## WHAT YOU ARE ASKED TO DO
Pull out every line in the rows below that contains the word "window", and copy each one unchanged.

+---+

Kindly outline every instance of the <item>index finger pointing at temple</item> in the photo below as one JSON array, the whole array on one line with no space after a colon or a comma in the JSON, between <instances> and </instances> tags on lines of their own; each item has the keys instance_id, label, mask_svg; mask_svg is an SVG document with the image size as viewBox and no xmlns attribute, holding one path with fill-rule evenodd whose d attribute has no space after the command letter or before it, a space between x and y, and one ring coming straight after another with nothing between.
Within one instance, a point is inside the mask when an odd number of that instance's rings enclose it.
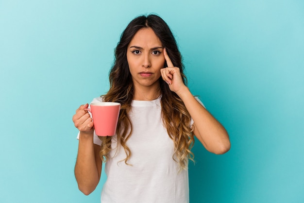
<instances>
[{"instance_id":1,"label":"index finger pointing at temple","mask_svg":"<svg viewBox=\"0 0 304 203\"><path fill-rule=\"evenodd\" d=\"M166 48L164 49L164 56L165 56L165 59L166 59L167 65L168 66L168 67L174 67L174 66L172 63L170 58L169 58L169 56L167 52L167 49Z\"/></svg>"}]
</instances>

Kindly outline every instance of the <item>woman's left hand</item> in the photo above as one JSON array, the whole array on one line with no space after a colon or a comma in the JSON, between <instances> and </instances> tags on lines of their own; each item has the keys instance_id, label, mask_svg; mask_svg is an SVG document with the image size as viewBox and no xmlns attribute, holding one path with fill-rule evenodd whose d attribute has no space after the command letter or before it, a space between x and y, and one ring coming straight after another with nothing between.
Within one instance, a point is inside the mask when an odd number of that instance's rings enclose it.
<instances>
[{"instance_id":1,"label":"woman's left hand","mask_svg":"<svg viewBox=\"0 0 304 203\"><path fill-rule=\"evenodd\" d=\"M164 49L163 53L168 67L160 69L162 78L168 84L170 90L178 95L179 92L186 87L183 82L180 68L173 65L166 48Z\"/></svg>"}]
</instances>

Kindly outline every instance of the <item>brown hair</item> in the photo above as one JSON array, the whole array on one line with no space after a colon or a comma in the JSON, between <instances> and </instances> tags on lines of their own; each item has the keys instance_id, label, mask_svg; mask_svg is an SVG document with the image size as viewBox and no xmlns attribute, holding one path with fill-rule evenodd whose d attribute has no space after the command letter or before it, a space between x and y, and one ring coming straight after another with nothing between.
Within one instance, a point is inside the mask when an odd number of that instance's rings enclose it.
<instances>
[{"instance_id":1,"label":"brown hair","mask_svg":"<svg viewBox=\"0 0 304 203\"><path fill-rule=\"evenodd\" d=\"M123 148L127 161L132 152L127 142L132 133L132 123L128 114L134 97L134 88L127 61L127 48L135 34L140 29L151 28L159 38L173 64L180 68L183 81L186 85L186 79L183 73L182 57L174 37L167 23L159 17L150 15L141 16L134 19L122 33L120 41L115 49L115 60L109 74L110 89L103 100L105 102L117 102L121 104L120 112L117 129L118 141ZM164 67L167 67L165 63ZM194 138L190 127L191 118L184 102L162 78L159 79L162 116L164 126L169 136L173 141L174 154L173 158L180 164L181 169L187 167L188 159L193 160L191 152ZM111 150L111 136L100 137L102 140L100 155L103 161L109 158L108 153Z\"/></svg>"}]
</instances>

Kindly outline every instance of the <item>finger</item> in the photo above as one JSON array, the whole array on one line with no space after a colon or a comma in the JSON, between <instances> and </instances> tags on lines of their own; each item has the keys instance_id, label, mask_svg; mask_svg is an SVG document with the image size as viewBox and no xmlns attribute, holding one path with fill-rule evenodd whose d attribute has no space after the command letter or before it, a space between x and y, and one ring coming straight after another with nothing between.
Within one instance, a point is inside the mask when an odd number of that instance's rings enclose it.
<instances>
[{"instance_id":1,"label":"finger","mask_svg":"<svg viewBox=\"0 0 304 203\"><path fill-rule=\"evenodd\" d=\"M165 56L165 59L167 62L167 65L168 66L168 67L174 67L174 66L172 63L172 61L171 61L171 59L170 59L170 58L167 52L167 49L166 48L164 49L164 56Z\"/></svg>"},{"instance_id":2,"label":"finger","mask_svg":"<svg viewBox=\"0 0 304 203\"><path fill-rule=\"evenodd\" d=\"M85 108L88 107L88 106L89 104L88 103L86 103L84 105L81 105L80 106L79 106L79 108L78 108L76 110L76 113L77 113L77 112L79 111L80 110L84 109Z\"/></svg>"},{"instance_id":3,"label":"finger","mask_svg":"<svg viewBox=\"0 0 304 203\"><path fill-rule=\"evenodd\" d=\"M78 112L73 116L73 121L75 123L76 121L79 122L84 121L85 119L90 118L90 115L87 111L85 110L78 111Z\"/></svg>"},{"instance_id":4,"label":"finger","mask_svg":"<svg viewBox=\"0 0 304 203\"><path fill-rule=\"evenodd\" d=\"M172 81L171 80L171 78L169 78L167 75L167 68L163 68L161 71L161 74L163 80L164 80L168 85L170 85Z\"/></svg>"},{"instance_id":5,"label":"finger","mask_svg":"<svg viewBox=\"0 0 304 203\"><path fill-rule=\"evenodd\" d=\"M79 129L86 126L90 122L92 121L92 118L89 114L87 113L81 117L79 119L75 120L75 126Z\"/></svg>"}]
</instances>

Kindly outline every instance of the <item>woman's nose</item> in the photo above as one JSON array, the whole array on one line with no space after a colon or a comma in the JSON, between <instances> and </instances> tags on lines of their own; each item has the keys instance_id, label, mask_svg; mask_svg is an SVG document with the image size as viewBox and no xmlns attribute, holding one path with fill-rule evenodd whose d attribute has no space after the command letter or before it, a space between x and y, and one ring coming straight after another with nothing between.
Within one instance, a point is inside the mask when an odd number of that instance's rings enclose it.
<instances>
[{"instance_id":1,"label":"woman's nose","mask_svg":"<svg viewBox=\"0 0 304 203\"><path fill-rule=\"evenodd\" d=\"M145 54L143 56L142 66L145 68L151 67L151 62L149 54Z\"/></svg>"}]
</instances>

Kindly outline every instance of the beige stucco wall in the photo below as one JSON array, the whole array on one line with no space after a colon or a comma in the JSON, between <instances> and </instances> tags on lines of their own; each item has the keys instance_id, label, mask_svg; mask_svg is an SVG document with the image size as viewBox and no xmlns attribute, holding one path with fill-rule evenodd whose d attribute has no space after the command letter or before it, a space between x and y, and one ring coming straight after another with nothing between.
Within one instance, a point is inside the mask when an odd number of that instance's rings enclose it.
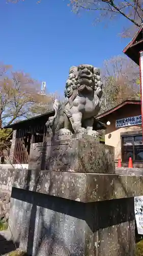
<instances>
[{"instance_id":1,"label":"beige stucco wall","mask_svg":"<svg viewBox=\"0 0 143 256\"><path fill-rule=\"evenodd\" d=\"M135 131L142 132L141 125L134 125L129 127L123 127L110 132L110 129L107 128L105 138L105 143L115 147L115 159L118 160L121 157L121 133Z\"/></svg>"},{"instance_id":2,"label":"beige stucco wall","mask_svg":"<svg viewBox=\"0 0 143 256\"><path fill-rule=\"evenodd\" d=\"M110 124L107 126L105 131L105 143L115 147L115 159L118 160L121 157L121 134L122 133L136 133L137 131L142 133L141 125L133 125L122 128L116 127L116 121L121 118L133 117L141 115L140 105L126 106L109 115L106 119L102 120L106 123L107 121L110 122Z\"/></svg>"}]
</instances>

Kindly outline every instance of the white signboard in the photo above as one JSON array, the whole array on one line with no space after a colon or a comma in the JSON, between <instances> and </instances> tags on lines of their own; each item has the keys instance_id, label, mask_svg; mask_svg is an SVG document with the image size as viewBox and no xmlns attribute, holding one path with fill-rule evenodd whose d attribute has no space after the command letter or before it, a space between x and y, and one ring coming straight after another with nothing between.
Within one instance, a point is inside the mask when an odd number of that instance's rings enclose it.
<instances>
[{"instance_id":1,"label":"white signboard","mask_svg":"<svg viewBox=\"0 0 143 256\"><path fill-rule=\"evenodd\" d=\"M140 115L139 116L117 120L116 121L116 128L119 128L120 127L136 125L137 124L141 124L141 115Z\"/></svg>"},{"instance_id":2,"label":"white signboard","mask_svg":"<svg viewBox=\"0 0 143 256\"><path fill-rule=\"evenodd\" d=\"M143 234L143 196L134 198L134 212L138 233Z\"/></svg>"}]
</instances>

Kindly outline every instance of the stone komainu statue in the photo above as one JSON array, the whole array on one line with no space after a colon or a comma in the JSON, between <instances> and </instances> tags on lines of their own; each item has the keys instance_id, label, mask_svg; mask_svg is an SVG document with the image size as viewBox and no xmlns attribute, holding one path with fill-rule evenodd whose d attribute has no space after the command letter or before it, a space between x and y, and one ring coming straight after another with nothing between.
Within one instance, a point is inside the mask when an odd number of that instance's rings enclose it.
<instances>
[{"instance_id":1,"label":"stone komainu statue","mask_svg":"<svg viewBox=\"0 0 143 256\"><path fill-rule=\"evenodd\" d=\"M61 105L55 100L55 115L46 123L48 132L51 130L53 135L96 136L93 124L101 108L102 86L99 69L88 65L72 67L66 84L66 101Z\"/></svg>"}]
</instances>

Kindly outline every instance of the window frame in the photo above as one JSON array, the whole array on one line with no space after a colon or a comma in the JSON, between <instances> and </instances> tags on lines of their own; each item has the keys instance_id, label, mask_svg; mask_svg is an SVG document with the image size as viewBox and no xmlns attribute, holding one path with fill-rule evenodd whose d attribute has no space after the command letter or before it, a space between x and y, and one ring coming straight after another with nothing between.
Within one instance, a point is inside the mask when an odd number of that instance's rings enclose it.
<instances>
[{"instance_id":1,"label":"window frame","mask_svg":"<svg viewBox=\"0 0 143 256\"><path fill-rule=\"evenodd\" d=\"M124 150L123 150L123 147L124 147L124 145L123 145L123 139L125 137L132 137L132 143L133 143L133 159L132 161L133 162L136 162L136 163L140 163L143 162L143 159L141 160L135 160L135 145L134 145L134 142L135 142L135 137L137 137L137 136L141 136L142 137L142 133L141 132L137 132L136 133L131 133L129 134L128 133L127 134L121 134L121 156L122 156L122 162L126 162L128 161L128 160L124 160ZM143 144L142 144L143 145Z\"/></svg>"}]
</instances>

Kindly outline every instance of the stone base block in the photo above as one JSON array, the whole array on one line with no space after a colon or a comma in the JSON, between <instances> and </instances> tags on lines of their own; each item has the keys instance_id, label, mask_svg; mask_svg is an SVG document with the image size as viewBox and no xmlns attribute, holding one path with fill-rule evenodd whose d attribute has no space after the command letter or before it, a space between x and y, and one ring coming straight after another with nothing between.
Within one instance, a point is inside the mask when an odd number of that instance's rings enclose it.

+---+

## EXPECTED ANSWER
Kindly outline every instance of the window frame in the photo above as one JSON array, the whole array on one line with no space after a colon or a comma in the JSON, between <instances> and </instances> tags on lines of their own; each item has the keys instance_id, label, mask_svg; mask_svg is an SVG document with the image size as viewBox and no xmlns attribute, holding one path with fill-rule evenodd whose d attribute has no space after the command letter or before it, a space between x and y, and one ring coming straight after another with nothing between.
[{"instance_id":1,"label":"window frame","mask_svg":"<svg viewBox=\"0 0 143 256\"><path fill-rule=\"evenodd\" d=\"M124 150L123 150L123 147L124 147L124 145L123 145L123 139L125 137L132 137L132 143L133 143L133 159L132 161L133 162L136 162L136 163L140 163L143 162L143 159L141 160L135 160L135 145L134 145L134 142L135 142L135 137L137 137L137 136L141 136L142 137L142 133L141 132L137 132L136 133L131 133L129 134L128 133L127 134L121 134L121 156L122 156L122 162L126 162L128 161L128 160L124 160ZM143 144L142 144L143 145Z\"/></svg>"}]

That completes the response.